Text to read —
• • • •

From the Fugitive Slave Act to COINTELPRO: The Racial Surveillance State

I stole the "Racial Surveillance State" from one of my twitter compatriots, @davidforbes, concerning a recent dustup between Tim Wise and some of his followers regarding some ad hominem attacks he aimed at Glenn Greenwald and Edward Snowden. I don't have a link to the meltdown Wise had on his timeline, unfortunately, but I wanted to speak to the critique he clumsily attempted to make. Wise was trying to point out the hypocrisy of many white people,  white social media folks/bloggers and mainstream media organizations (primarily run and populated by white people) who express surprise and dismay over the discovery of the NSA's massive surveillance programs given the fact that people of color, particularly Blacks, have been subject to systematic, large scale surveillance for a LONG time (read: since before the founding of the US). But Wise got bogged down in his mistaken statements regarding Greenwald and got appropriately shouted down for it.

That being said, I am sympathetic to what Wise was trying to say, and I to am incredibly unimpressed with the reactions around these discoveries about the NSA. And I do think if there is not a hint of hypocrisy here, then there is at least a strong contradictory note to the current mania over surveillance that ignores the very long history of race-based surveillance in this country and our large cultural indifference to its existence. Beyond that, I would also argue that this racial surveillance state has not only hurt black people but has also been targeted at white people at the same time. In this way, we can theorize on the myriad ways that racism hurts both the oppressed and the oppressor (though the victimization is nowhere near even).

• • • •

Input rows —
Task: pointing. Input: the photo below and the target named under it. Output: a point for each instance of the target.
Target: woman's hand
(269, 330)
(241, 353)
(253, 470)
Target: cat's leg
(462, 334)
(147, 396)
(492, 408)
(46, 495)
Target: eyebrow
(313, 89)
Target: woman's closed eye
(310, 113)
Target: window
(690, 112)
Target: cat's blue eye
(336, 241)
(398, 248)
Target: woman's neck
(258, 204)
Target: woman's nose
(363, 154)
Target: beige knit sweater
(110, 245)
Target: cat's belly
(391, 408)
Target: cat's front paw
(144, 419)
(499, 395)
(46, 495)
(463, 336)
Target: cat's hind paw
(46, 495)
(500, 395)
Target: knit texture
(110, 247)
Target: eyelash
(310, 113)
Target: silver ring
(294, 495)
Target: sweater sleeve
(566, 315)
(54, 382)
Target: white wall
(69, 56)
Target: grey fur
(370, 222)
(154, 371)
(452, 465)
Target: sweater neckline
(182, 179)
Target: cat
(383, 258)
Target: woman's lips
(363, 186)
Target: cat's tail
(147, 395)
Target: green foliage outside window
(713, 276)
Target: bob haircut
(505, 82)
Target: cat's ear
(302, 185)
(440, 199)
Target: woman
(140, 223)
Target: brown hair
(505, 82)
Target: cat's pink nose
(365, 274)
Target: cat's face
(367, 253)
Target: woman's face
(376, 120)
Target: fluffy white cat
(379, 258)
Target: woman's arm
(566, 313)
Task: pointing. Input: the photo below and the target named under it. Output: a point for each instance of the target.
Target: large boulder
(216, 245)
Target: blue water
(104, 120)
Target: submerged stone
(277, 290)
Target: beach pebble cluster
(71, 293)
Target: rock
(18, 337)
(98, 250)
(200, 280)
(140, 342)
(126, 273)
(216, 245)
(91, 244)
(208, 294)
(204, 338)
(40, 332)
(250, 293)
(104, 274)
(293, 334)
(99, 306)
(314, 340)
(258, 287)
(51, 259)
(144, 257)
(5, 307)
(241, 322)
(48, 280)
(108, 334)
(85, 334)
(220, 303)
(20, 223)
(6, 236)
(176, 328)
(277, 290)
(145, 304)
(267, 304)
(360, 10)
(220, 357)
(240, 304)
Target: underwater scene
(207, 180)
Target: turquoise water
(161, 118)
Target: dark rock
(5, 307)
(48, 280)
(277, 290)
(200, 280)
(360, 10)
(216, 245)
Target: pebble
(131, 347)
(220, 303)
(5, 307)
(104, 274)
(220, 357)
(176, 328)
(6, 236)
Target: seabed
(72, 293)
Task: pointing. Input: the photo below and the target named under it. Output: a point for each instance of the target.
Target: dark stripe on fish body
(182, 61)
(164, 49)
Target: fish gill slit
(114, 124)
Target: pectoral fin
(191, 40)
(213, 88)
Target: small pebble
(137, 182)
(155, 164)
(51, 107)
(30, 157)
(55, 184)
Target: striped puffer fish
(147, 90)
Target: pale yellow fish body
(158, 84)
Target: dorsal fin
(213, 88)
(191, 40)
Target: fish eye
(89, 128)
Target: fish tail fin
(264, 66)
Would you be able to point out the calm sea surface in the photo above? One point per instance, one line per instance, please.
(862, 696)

• • • •

Problems to solve —
a. Retype the stretch of the records from the line containing "Target: woman's arm" through the final line of the records, keeping every character unchanged.
b. Write the next part of the essay on the racial surveillance state, picking up after its final sentence.
These records are unrelated to the essay on racial surveillance.

Expected answers —
a.
Target: woman's arm
(566, 313)
Task: pointing. Input: the photo below and the target named under it. Output: a point for each instance of the target.
Target: large boulder
(216, 245)
Target: blue water
(104, 120)
Target: submerged stone
(277, 290)
Target: beach pebble cluster
(71, 293)
Target: rock
(18, 337)
(98, 250)
(200, 280)
(140, 342)
(126, 273)
(216, 245)
(91, 244)
(208, 294)
(204, 338)
(40, 332)
(250, 293)
(104, 274)
(293, 334)
(99, 306)
(314, 340)
(258, 287)
(51, 259)
(144, 257)
(5, 307)
(241, 322)
(48, 280)
(108, 334)
(85, 334)
(220, 303)
(20, 223)
(6, 236)
(176, 328)
(277, 290)
(145, 304)
(267, 304)
(360, 10)
(220, 357)
(240, 304)
Target: underwater scene
(207, 180)
Target: turquoise water
(161, 118)
Target: dark rock
(5, 307)
(48, 280)
(277, 290)
(200, 280)
(360, 10)
(216, 245)
Target: pebble
(131, 347)
(220, 303)
(5, 307)
(104, 274)
(220, 357)
(176, 328)
(6, 236)
Target: seabed
(72, 293)
Task: pointing. Input: the photo below and the target named under it. Output: a point for each instance of the target.
Target: dark stripe on fish body
(182, 61)
(164, 49)
Target: fish gill slit
(114, 124)
Target: pectoral fin
(191, 40)
(213, 88)
Target: small pebble
(137, 182)
(155, 164)
(51, 107)
(30, 157)
(55, 184)
Target: striped puffer fish
(147, 90)
Target: pale yellow fish body
(158, 84)
Target: dorsal fin
(213, 88)
(191, 40)
Target: fish eye
(89, 128)
Target: fish tail fin
(264, 66)
Would you be able to point out the calm sea surface in the photo above? One point per instance, one line per instance, please.
(862, 696)

b.
Succinctly, the US has engaged in a near-continuous operation of surveillance on multiple groups of people, particularly Black people, for the purpose of control and economic exploitation. It is only until fairly recently that we can MAYBE claim such efforts exist simply because Blacks are naturally considered suspicious in a country built on white supremacy. So...you know...progress!

Black Americans have been under surveillance and control since before the inception of the US as a country. Slavery required an extensive surveillance network centered on watching and controlling Black bodies, but something we forget is that slavery also required an entirely new set of social relations, practices, and differing levels of surveillance for ALL people, especially since Blackness was a state determined by ancestry as much as physical appearance (the infamous "One Drop" rule and varied mixed-race classifications are a testament to this). But the larger point is that Black Americans have always been surveilled, monitored, and extensively policed and that these systems were also unevenly applied on greater populations. This history should expose the ridiculousness of current mania over discovery of NSA surveillance as some manifestation of new, dark turn our federal government has with its citizens. This policy is simply an extension of surveillance practices that were traditionally aimed at the US's problematic populations, of whom Blacks are a founding and permanent member (honorable mentions go to the Irish and Jewish folks for making it out!).

Not recognizing this history is not only fairly sloppy and indicative of how white privilege makes the lived experience of non-white people invisible, but it also obscures the true structural foundations of surveillance, as practiced by the US government (and its states and local governments). Cries over the transformation of the US from a free country to a "police state" ignores the fact that for many people in this country they are born into a police state and are often killed by it while others can walk worry-free, snug in the tattered, threadbare blanket of liberty that is Whiteness in America.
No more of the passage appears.